# Information provided:
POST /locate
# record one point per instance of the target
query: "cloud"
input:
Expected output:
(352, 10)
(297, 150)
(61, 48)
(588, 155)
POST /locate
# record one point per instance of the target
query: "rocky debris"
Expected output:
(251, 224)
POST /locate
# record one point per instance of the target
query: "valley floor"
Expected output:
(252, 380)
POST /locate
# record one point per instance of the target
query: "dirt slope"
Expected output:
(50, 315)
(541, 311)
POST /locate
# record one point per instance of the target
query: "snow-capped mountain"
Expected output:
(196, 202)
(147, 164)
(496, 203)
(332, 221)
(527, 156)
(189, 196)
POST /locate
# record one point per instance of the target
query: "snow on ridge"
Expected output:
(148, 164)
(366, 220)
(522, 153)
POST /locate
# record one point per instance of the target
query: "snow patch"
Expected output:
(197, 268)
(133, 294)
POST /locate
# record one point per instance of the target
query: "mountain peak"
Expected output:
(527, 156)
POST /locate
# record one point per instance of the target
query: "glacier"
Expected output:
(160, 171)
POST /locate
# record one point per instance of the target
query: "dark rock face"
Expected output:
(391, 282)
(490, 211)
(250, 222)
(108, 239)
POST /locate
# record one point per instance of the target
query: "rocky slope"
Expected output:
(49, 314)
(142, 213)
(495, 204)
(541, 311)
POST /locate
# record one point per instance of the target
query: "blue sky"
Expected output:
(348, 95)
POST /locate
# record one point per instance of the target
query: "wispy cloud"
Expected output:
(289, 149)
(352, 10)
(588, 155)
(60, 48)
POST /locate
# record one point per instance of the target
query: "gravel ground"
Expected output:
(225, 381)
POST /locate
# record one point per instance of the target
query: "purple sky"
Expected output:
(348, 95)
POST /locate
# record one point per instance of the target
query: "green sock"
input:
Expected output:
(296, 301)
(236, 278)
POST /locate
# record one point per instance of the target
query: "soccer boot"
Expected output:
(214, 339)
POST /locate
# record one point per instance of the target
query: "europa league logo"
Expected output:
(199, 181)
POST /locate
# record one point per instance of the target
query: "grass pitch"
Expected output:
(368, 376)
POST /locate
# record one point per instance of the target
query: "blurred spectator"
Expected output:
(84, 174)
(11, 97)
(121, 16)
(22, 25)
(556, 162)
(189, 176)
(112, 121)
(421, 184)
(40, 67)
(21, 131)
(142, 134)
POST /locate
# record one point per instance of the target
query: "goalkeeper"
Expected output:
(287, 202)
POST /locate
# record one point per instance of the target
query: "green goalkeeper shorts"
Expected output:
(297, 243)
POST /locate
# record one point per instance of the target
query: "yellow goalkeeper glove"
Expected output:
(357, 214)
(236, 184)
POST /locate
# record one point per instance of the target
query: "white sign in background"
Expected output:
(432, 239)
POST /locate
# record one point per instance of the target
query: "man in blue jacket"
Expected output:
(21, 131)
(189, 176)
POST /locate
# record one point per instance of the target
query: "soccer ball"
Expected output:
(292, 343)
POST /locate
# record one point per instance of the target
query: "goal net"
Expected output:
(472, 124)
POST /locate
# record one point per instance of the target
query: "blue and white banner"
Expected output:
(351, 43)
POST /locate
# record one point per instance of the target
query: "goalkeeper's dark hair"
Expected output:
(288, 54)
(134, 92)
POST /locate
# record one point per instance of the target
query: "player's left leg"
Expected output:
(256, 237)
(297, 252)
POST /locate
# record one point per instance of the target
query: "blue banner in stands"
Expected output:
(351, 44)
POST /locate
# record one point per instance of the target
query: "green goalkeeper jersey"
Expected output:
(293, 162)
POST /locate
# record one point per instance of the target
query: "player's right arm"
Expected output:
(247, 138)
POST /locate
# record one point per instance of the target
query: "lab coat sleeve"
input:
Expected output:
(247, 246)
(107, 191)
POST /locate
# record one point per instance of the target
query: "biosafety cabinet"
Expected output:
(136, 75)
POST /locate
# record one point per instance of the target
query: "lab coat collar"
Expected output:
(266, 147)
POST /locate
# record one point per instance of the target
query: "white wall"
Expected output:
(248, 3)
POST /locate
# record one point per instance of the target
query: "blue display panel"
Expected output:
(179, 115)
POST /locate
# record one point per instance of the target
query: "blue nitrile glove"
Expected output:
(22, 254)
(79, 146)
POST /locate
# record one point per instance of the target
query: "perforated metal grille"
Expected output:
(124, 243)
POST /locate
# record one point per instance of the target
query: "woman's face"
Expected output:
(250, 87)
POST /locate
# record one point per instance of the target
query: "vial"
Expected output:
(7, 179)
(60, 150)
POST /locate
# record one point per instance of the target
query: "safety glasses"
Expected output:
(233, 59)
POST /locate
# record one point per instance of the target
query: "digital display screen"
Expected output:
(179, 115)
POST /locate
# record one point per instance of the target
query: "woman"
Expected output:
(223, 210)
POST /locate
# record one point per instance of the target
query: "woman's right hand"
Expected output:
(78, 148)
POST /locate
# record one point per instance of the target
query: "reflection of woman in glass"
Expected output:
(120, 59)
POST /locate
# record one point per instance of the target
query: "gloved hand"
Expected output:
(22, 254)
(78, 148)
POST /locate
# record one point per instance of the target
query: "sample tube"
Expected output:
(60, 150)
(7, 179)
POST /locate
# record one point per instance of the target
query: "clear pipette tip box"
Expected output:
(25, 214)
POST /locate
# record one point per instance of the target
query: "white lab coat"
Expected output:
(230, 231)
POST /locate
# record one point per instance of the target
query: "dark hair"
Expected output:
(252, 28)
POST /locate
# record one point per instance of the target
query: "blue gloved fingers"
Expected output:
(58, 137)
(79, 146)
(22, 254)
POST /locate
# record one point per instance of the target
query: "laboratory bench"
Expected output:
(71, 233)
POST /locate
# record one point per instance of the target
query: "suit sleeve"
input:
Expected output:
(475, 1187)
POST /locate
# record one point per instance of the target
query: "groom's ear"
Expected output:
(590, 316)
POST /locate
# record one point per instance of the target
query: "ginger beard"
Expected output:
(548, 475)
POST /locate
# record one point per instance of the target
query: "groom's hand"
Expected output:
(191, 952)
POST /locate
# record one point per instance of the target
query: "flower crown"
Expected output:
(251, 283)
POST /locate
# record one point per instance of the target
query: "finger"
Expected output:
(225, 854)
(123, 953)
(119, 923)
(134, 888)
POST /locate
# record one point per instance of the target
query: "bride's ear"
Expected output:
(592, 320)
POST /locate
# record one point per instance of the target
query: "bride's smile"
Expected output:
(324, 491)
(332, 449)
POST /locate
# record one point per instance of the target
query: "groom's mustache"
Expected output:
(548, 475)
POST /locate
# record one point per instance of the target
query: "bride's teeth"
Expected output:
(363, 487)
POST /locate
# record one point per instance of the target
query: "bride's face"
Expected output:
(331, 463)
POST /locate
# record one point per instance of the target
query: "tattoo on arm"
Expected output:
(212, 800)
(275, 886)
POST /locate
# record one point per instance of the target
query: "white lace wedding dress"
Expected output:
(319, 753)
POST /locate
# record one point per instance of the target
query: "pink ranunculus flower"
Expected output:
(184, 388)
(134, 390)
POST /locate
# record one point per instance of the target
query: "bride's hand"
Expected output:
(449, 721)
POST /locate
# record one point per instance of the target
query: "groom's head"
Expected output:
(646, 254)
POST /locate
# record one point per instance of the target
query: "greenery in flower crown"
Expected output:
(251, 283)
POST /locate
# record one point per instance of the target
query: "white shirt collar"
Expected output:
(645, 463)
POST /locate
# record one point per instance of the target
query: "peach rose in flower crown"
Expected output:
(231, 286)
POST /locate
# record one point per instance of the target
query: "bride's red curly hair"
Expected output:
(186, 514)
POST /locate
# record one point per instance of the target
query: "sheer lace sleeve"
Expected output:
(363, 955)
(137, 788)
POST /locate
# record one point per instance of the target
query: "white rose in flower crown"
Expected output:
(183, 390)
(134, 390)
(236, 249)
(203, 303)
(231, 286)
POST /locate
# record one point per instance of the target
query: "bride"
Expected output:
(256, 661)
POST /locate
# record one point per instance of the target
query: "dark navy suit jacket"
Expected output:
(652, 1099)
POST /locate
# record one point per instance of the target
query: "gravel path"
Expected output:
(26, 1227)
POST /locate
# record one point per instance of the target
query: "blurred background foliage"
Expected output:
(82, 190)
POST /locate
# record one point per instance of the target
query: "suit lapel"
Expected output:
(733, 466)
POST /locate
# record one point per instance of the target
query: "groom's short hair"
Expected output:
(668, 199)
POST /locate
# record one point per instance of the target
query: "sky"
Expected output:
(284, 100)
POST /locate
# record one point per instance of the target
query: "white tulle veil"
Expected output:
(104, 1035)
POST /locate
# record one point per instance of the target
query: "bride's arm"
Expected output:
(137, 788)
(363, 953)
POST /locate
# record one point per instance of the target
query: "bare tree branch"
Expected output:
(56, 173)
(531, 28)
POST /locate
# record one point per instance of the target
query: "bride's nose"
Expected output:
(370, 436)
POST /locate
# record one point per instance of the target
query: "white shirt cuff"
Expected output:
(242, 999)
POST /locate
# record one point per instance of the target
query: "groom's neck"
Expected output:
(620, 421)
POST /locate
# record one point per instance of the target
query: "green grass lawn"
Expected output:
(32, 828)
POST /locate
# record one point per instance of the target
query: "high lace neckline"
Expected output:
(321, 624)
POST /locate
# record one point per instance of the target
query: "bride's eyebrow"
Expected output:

# Aim of the exercise:
List each line of the listing above that contains the word "player".

# Solution:
query: "player's left leg"
query: "player's right arm"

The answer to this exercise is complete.